SOURCE:

------------------------------------------------------------

OBJECTS OF THE PRESENT DISCLOSURE
[0007] An object of the present disclosure relates, in general, to a fluid control system, and more specifically, relates to an apparatus and method for temperature compensation in proportional valves for flow control.
[0008] Another object of the present invention is to provide an apparatus that calculates the temperature constant of the proportional control valve based on the derived equation during calibration and store it in the persistent storage to perform temperature compensation.
[0009] Another object of the present invention is to provide an apparatus that calculates the temperature constant factor of the proportional control valve based on the derived equation to perform temperature compensation during normal operation.
[0010] Another object of the present invention is to provide an apparatus for controlling the flow as defined /expected, where the proportional control valves are used.
[0011] Another object of the present invention is to provide an apparatus to use in any of the applications where the proportional control valves are used for flow control.
[0012] Yet another object of the present disclosure is to provide an apparatus for temperature compensation of the proportional control valve that is efficient and cost-effective.

SUMMARY
[0013] The present disclosure relates, in general, to a fluid control system, and more specifically, relates to an apparatus and method for temperature compensation in proportional valves for flow control.
[0014] In an aspect, the present disclosure relates to an apparatus to compensate the temperature of proportional valves for flow control, the apparatus comprising a pressure regulator configured in the apparatus, the pressure regulator regulates flow of fluid to a desired quantity, a proportional valve coupled to the pressure regulator, and operates upon receipt of a set of signals, to allow dispensation of the fluid, a controller operatively coupled to the proportional valve, the controller coupled to a memory comprising a first storage unit and a second storage unit, the memory storing instructions executable by the controller to generate the set of signals pertaining to pulse width modulation (PWM) count, the set of signals is received by the proportional valve and compute, from the generated set of signals, the temperature constant for the generated set of signals, wherein, based on the determination of the temperature constant of the generated set of signals, the controller is configured to operate the proportional valve to allow dispensation of a predetermined quantity of the fluid, the predetermined quantity determined as being required to provide sufficient quantity of fluid supply.

------------------------------------------------------------

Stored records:

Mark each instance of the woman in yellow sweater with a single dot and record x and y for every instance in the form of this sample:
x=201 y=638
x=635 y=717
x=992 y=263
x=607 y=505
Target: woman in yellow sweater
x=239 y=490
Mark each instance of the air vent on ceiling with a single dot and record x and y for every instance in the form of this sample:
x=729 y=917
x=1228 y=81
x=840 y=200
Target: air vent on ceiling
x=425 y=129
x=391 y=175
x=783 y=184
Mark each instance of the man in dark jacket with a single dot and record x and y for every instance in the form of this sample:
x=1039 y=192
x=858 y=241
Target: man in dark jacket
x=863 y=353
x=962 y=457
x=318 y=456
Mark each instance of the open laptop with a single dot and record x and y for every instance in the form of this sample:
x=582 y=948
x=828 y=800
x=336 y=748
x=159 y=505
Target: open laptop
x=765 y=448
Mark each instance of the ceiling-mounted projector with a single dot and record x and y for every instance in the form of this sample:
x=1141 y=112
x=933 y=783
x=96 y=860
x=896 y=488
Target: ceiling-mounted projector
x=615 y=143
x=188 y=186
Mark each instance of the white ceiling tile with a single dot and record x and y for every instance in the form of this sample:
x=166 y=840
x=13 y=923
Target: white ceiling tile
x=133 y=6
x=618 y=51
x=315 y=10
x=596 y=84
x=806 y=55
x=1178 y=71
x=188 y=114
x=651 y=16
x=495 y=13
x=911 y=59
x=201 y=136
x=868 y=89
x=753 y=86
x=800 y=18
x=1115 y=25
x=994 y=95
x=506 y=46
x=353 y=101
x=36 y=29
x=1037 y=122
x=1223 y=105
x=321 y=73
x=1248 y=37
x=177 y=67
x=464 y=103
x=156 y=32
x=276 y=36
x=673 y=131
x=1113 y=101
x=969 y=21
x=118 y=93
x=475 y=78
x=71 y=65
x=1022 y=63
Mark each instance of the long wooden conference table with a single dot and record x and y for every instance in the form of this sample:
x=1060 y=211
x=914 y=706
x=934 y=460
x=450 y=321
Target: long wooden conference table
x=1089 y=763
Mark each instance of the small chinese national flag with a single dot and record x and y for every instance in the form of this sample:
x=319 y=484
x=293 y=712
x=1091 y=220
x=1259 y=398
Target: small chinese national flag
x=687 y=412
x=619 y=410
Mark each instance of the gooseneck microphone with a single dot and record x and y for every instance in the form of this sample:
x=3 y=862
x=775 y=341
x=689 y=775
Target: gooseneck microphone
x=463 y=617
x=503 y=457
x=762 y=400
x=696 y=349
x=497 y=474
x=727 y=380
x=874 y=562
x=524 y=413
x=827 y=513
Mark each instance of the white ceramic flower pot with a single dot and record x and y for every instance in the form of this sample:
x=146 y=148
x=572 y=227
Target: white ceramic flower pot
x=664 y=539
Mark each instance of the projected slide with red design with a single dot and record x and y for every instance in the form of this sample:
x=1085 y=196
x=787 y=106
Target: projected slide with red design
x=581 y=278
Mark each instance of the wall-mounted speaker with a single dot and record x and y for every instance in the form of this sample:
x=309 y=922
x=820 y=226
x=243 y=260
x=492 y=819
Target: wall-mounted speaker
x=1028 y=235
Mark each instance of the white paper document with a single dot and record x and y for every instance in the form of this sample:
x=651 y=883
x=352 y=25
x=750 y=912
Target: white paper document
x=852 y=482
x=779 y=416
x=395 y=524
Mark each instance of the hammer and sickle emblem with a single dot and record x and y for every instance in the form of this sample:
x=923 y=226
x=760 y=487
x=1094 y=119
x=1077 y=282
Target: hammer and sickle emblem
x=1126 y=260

------------------------------------------------------------

GIVEN REQUEST:
In the passage on proportional valves, rewrite the part starting at "[0012] Yet another" and ending at "efficient and cost-effective.", using "affordable" in place of "cost-effective".

ANSWER FOR THE TASK:
[0012] Yet another object of the present disclosure is to provide an apparatus for temperature compensation of the proportional control valve that is efficient and affordable.